▶ [Consegna a]: Copia parola per parola, dall'inizio alla fine, il brano su Raffaello e il Perugino.

▶ [Testo estratto]:
------------------------------------------------------------------------

Vasari scrive che negli ultimi anni del XV secolo, e nei primissimi del successivo, Raffaello fu allievo del Perugino, circostanza che tuttavia non è stata mai confermata dai documenti, anzi le poche notizie sicure tenderebbero ad escluderlo. Senza dubbio Raffaello si associò al grande pittore umbro ma lo fece come artista indipendente; di certo, ne assimilò molto rapidamente il linguaggio pittorico.
I modi del Perugino si trovano infatti riecheggiati nelle opere del Sanzio anteriori al 1504, al punto che risulta assai difficile distinguere i quadri del maestro più anziano da quelli del giovane e geniale collaboratore. Uno dei primi dipinti dell’urbinate, ad esempio, la Crocifissione del 1503, è marcatamente “peruginesca”: rimandano alle formule del Perugino sia l’attenzione per la simmetria compositiva sia l’umanità soave dei personaggi, composti in gesti ed espressioni languide che manifestano una pietà rassegnata e affettuosa, priva di tensione emotiva.

------------------------------------------------------------------------

▶ [Dati forniti]:
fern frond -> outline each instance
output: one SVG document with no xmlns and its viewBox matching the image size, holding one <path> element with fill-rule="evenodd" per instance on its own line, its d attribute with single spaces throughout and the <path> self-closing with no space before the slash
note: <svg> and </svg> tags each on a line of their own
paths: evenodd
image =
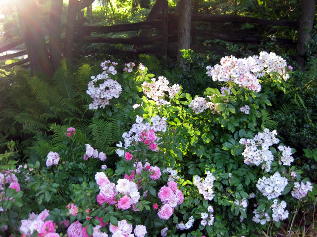
<svg viewBox="0 0 317 237">
<path fill-rule="evenodd" d="M 263 130 L 264 128 L 268 128 L 272 130 L 276 129 L 278 123 L 273 120 L 272 117 L 265 110 L 261 110 L 262 124 L 261 127 Z"/>
<path fill-rule="evenodd" d="M 74 75 L 67 70 L 65 60 L 62 61 L 61 67 L 54 74 L 53 82 L 61 96 L 71 101 L 75 100 L 77 93 L 76 81 Z"/>
</svg>

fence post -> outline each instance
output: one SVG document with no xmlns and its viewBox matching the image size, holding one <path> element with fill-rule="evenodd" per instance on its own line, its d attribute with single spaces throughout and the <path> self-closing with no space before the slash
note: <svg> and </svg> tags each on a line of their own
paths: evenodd
<svg viewBox="0 0 317 237">
<path fill-rule="evenodd" d="M 162 7 L 162 56 L 167 56 L 168 44 L 168 1 L 163 0 Z"/>
</svg>

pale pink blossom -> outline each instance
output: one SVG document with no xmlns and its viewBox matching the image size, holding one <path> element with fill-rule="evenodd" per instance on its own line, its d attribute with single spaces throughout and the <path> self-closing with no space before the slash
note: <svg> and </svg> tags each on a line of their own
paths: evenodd
<svg viewBox="0 0 317 237">
<path fill-rule="evenodd" d="M 159 219 L 168 220 L 173 214 L 173 209 L 168 204 L 165 204 L 161 207 L 158 212 Z"/>
</svg>

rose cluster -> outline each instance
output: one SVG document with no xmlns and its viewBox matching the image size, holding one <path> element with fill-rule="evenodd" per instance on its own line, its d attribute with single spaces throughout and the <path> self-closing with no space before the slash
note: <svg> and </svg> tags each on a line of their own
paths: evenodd
<svg viewBox="0 0 317 237">
<path fill-rule="evenodd" d="M 261 52 L 260 56 L 247 58 L 226 56 L 221 59 L 220 65 L 207 66 L 206 73 L 215 81 L 232 81 L 258 92 L 261 90 L 258 78 L 265 74 L 277 73 L 287 80 L 289 76 L 286 72 L 286 61 L 274 53 Z"/>
<path fill-rule="evenodd" d="M 20 232 L 23 236 L 31 236 L 33 232 L 37 231 L 40 236 L 49 237 L 58 237 L 59 235 L 55 233 L 56 223 L 52 221 L 45 221 L 45 219 L 50 215 L 49 211 L 45 209 L 38 215 L 32 213 L 29 214 L 27 220 L 21 221 L 21 225 L 20 227 Z"/>
<path fill-rule="evenodd" d="M 158 210 L 158 215 L 162 220 L 168 219 L 173 214 L 174 208 L 183 203 L 184 200 L 183 193 L 178 189 L 177 184 L 174 181 L 167 183 L 167 187 L 162 187 L 158 196 L 163 205 Z"/>
<path fill-rule="evenodd" d="M 194 176 L 193 183 L 197 186 L 199 193 L 204 196 L 205 199 L 211 201 L 214 197 L 212 187 L 215 178 L 210 171 L 207 171 L 206 174 L 207 176 L 203 180 L 203 182 L 201 182 L 201 178 L 200 176 L 195 175 Z"/>
<path fill-rule="evenodd" d="M 142 83 L 142 88 L 144 94 L 155 101 L 158 101 L 165 95 L 164 91 L 168 92 L 170 99 L 174 98 L 175 94 L 179 92 L 180 86 L 178 84 L 174 84 L 172 86 L 168 86 L 169 81 L 164 77 L 158 77 L 158 79 L 152 79 L 153 82 L 144 82 Z"/>
<path fill-rule="evenodd" d="M 101 64 L 104 72 L 97 77 L 91 77 L 92 80 L 88 83 L 88 89 L 86 91 L 93 99 L 93 103 L 89 104 L 90 109 L 97 110 L 98 107 L 104 108 L 106 105 L 109 104 L 110 100 L 113 97 L 118 98 L 120 95 L 122 86 L 108 76 L 108 74 L 116 74 L 114 66 L 117 65 L 116 63 L 110 64 L 109 60 L 106 61 Z"/>
<path fill-rule="evenodd" d="M 60 159 L 59 155 L 56 152 L 50 152 L 48 154 L 48 158 L 46 160 L 46 166 L 52 166 L 57 165 Z"/>
<path fill-rule="evenodd" d="M 271 164 L 274 159 L 269 147 L 278 143 L 279 140 L 275 137 L 277 133 L 274 130 L 270 132 L 267 128 L 264 132 L 259 132 L 253 139 L 241 138 L 240 143 L 246 146 L 242 155 L 244 157 L 244 163 L 259 165 L 263 163 L 262 168 L 266 171 L 271 169 Z"/>
<path fill-rule="evenodd" d="M 136 123 L 132 124 L 129 132 L 124 132 L 122 134 L 125 148 L 141 142 L 148 145 L 150 150 L 157 151 L 157 144 L 160 138 L 156 135 L 156 132 L 166 131 L 166 118 L 161 118 L 159 116 L 156 116 L 151 118 L 151 120 L 152 125 L 149 122 L 142 122 L 143 118 L 141 117 L 136 118 Z M 117 147 L 122 147 L 121 141 L 117 144 Z M 120 149 L 117 149 L 116 153 L 119 157 L 123 157 L 125 154 L 124 150 Z"/>
<path fill-rule="evenodd" d="M 89 144 L 86 144 L 86 153 L 84 155 L 84 159 L 87 160 L 91 157 L 96 159 L 99 158 L 102 161 L 104 161 L 107 158 L 106 154 L 103 152 L 98 152 L 97 149 L 94 149 Z"/>
<path fill-rule="evenodd" d="M 287 179 L 281 176 L 280 173 L 276 172 L 269 178 L 264 176 L 259 179 L 257 183 L 257 188 L 269 199 L 279 196 L 287 183 Z"/>
<path fill-rule="evenodd" d="M 124 72 L 127 72 L 128 73 L 132 73 L 133 70 L 133 67 L 135 66 L 135 64 L 133 62 L 131 62 L 128 63 L 124 64 L 125 67 L 123 69 Z"/>
<path fill-rule="evenodd" d="M 65 135 L 66 135 L 67 137 L 70 137 L 72 135 L 75 135 L 76 133 L 76 129 L 73 127 L 69 127 L 67 128 L 67 132 L 65 133 Z"/>
<path fill-rule="evenodd" d="M 118 226 L 110 224 L 109 228 L 110 232 L 112 233 L 112 237 L 134 237 L 132 234 L 133 227 L 132 224 L 128 223 L 126 220 L 122 220 L 118 222 Z M 145 226 L 137 225 L 134 231 L 136 237 L 144 237 L 147 233 Z"/>
</svg>

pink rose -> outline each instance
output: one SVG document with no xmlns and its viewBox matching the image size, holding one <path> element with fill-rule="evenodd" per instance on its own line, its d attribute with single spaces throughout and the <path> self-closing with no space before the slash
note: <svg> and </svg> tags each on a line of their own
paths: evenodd
<svg viewBox="0 0 317 237">
<path fill-rule="evenodd" d="M 126 195 L 120 198 L 120 200 L 118 201 L 118 208 L 119 209 L 127 210 L 131 207 L 132 204 L 132 200 L 129 196 Z"/>
<path fill-rule="evenodd" d="M 149 175 L 153 180 L 158 179 L 161 176 L 160 169 L 157 166 L 151 167 L 150 169 L 150 173 Z"/>
<path fill-rule="evenodd" d="M 21 190 L 20 185 L 18 183 L 11 183 L 10 184 L 9 188 L 11 189 L 15 189 L 16 192 L 19 192 Z"/>
<path fill-rule="evenodd" d="M 45 237 L 60 237 L 57 233 L 50 232 L 45 235 Z"/>
<path fill-rule="evenodd" d="M 145 226 L 137 225 L 134 229 L 134 235 L 136 237 L 144 237 L 147 233 Z"/>
<path fill-rule="evenodd" d="M 134 179 L 135 177 L 135 170 L 132 170 L 130 175 L 128 175 L 127 174 L 124 175 L 124 178 L 128 179 L 129 181 L 131 181 L 132 179 Z"/>
<path fill-rule="evenodd" d="M 132 154 L 127 152 L 125 153 L 125 160 L 127 161 L 128 161 L 129 160 L 130 160 L 131 159 L 132 159 L 132 158 L 133 157 L 133 156 L 132 156 Z"/>
<path fill-rule="evenodd" d="M 169 181 L 167 183 L 167 185 L 171 188 L 173 191 L 175 192 L 177 190 L 177 183 L 175 181 Z"/>
<path fill-rule="evenodd" d="M 81 236 L 81 230 L 83 229 L 82 224 L 79 221 L 72 223 L 67 229 L 68 237 L 78 237 Z"/>
<path fill-rule="evenodd" d="M 168 201 L 173 195 L 174 193 L 171 189 L 166 186 L 162 187 L 158 194 L 158 198 L 163 202 L 165 201 Z"/>
<path fill-rule="evenodd" d="M 173 209 L 168 204 L 165 204 L 161 207 L 158 212 L 159 219 L 167 220 L 173 214 Z"/>
<path fill-rule="evenodd" d="M 56 230 L 55 229 L 55 225 L 56 223 L 54 223 L 52 221 L 46 221 L 41 227 L 40 232 L 45 234 L 50 232 L 55 232 Z"/>
<path fill-rule="evenodd" d="M 182 191 L 178 189 L 176 192 L 176 197 L 178 198 L 178 201 L 177 202 L 178 204 L 181 204 L 183 203 L 183 201 L 184 200 L 184 196 L 183 195 L 183 193 Z"/>
<path fill-rule="evenodd" d="M 158 147 L 157 146 L 157 144 L 152 142 L 149 145 L 149 148 L 150 148 L 150 150 L 152 150 L 152 151 L 155 151 L 157 150 L 157 148 L 158 148 Z"/>
<path fill-rule="evenodd" d="M 78 209 L 74 203 L 70 204 L 70 209 L 69 209 L 69 214 L 72 216 L 76 216 L 78 213 Z"/>
</svg>

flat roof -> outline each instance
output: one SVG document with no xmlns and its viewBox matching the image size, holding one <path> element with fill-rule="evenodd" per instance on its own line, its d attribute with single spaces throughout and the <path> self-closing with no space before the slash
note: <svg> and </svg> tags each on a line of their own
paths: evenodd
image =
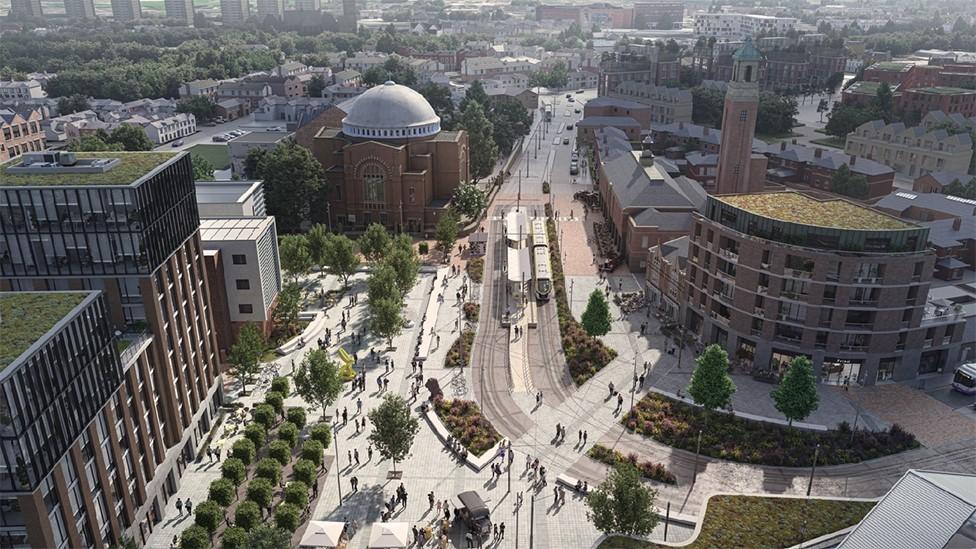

------------------------------------------------------------------------

▶ [Consegna b]: Riscrivi senza alcuna modifica soltanto il tratto delle righe dei dati che comincia con la riga contenente "pink rose -> outline each instance" e termina con quella contenente "21 190 L 20", entrambe incluse.

▶ [Risultato finale a]:
Vasari scrive che negli ultimi anni del XV secolo, e nei primissimi del successivo, Raffaello fu allievo del Perugino, circostanza che tuttavia non è stata mai confermata dai documenti, anzi le poche notizie sicure tenderebbero ad escluderlo. Senza dubbio Raffaello si associò al grande pittore umbro ma lo fece come artista indipendente; di certo, ne assimilò molto rapidamente il linguaggio pittorico.
I modi del Perugino si trovano infatti riecheggiati nelle opere del Sanzio anteriori al 1504, al punto che risulta assai difficile distinguere i quadri del maestro più anziano da quelli del giovane e geniale collaboratore. Uno dei primi dipinti dell’urbinate, ad esempio, la Crocifissione del 1503, è marcatamente “peruginesca”: rimandano alle formule del Perugino sia l’attenzione per la simmetria compositiva sia l’umanità soave dei personaggi, composti in gesti ed espressioni languide che manifestano una pietà rassegnata e affettuosa, priva di tensione emotiva.

▶ [Risultato finale b]:
pink rose -> outline each instance
output: one SVG document with no xmlns and its viewBox matching the image size, holding one <path> element with fill-rule="evenodd" per instance on its own line, its d attribute with single spaces throughout and the <path> self-closing with no space before the slash
note: <svg> and </svg> tags each on a line of their own
paths: evenodd
<svg viewBox="0 0 317 237">
<path fill-rule="evenodd" d="M 126 195 L 120 198 L 120 200 L 118 201 L 118 208 L 119 209 L 127 210 L 131 207 L 132 204 L 132 200 L 129 196 Z"/>
<path fill-rule="evenodd" d="M 149 175 L 153 180 L 158 179 L 161 176 L 160 169 L 157 166 L 151 167 L 150 169 L 150 173 Z"/>
<path fill-rule="evenodd" d="M 21 190 L 20 185 L 18 183 L 11 183 L 10 184 L 9 188 L 11 189 L 15 189 L 16 192 L 19 192 Z"/>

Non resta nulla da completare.